# [AUFGABE A]
Entscheide für jede Aussage, ob sie mit der Forumsdiskussion über das Wegretuschieren von Logos übereinstimmt: (i) Die Filme liegen im MP4-Format vor. (ii) Andichrist nennt neben „DeLogo“ einen weiteren Filter. (iii) kasper rät, den doppelten Beitrag im Videodesign-Bereich zu löschen oder zu sperren. Antworte jeweils mit Ja oder Nein und zitiere wörtlich die Textstelle, die den Ausschlag gibt.

Ihr habt das sicher schon bei Sportnachrichten bzw. Nachrichten gesehen, dass das Logo weg retuschiert wurde!

Nun meine Frage:

1) Mit welchen Programmen funktioniert das?
2) Gibt es ein Tutorial dazu bzw. Kurzanleitung/ Vorgehensweise.

Zum Film-Format:
Die Filme liegen als Avi (DivX) bzw. Svcd (Mpeg2) vor!

Für jeden Hinweis wäre ich dankbar.

Viele Grüße
Andichrist


----------



## kasper (25. Februar 2004)

So etwas kann man mit  VirtualDub und den DeLogo-Filter machen.
Such mal mit Google nach "DeLogo virtualdub". Eine Anleitung ist auch dabei gewesen.


Übrigens solltest du deinen anderen identischen Beitrag im Videodesign-Bereich löschen oder sperren, den Doppelbeiträge werden im Foren nicht gern gesehen.


----------



## Andichrist (25. Februar 2004)

Hallo,

danke für die Auskunft! 

Ergänzend zu dem VirtualDub-Filter "DeLogo", gibt es noch den Filter "LogoAway"!

Have fun 

CU
Andichrist


----------

# [AUFGABE B]
Überarbeite die Zeilen aller Datensätze, indem du „forest floor“ überall durch „woodland floor“ ersetzt und alles andere unverändert lässt. Die Bilder gehören nicht in die Antwort.

# [VORLIEGENDE DATENSÄTZE]
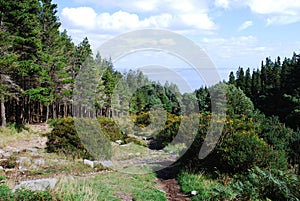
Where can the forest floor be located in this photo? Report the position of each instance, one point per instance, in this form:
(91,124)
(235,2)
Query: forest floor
(33,162)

# [SCHRIFTLICHE ANTWORT A]
(i) Nein: »Die Filme liegen als Avi (DivX) bzw. Svcd (Mpeg2) vor!«
(ii) Ja: »Ergänzend zu dem VirtualDub-Filter "DeLogo", gibt es noch den Filter "LogoAway"!«
(iii) Ja: »Übrigens solltest du deinen anderen identischen Beitrag im Videodesign-Bereich löschen oder sperren«

# [SCHRIFTLICHE ANTWORT B]
Where can the woodland floor be located in this photo? Report the position of each instance, one point per instance, in this form:
(91,124)
(235,2)
Query: woodland floor
(33,162)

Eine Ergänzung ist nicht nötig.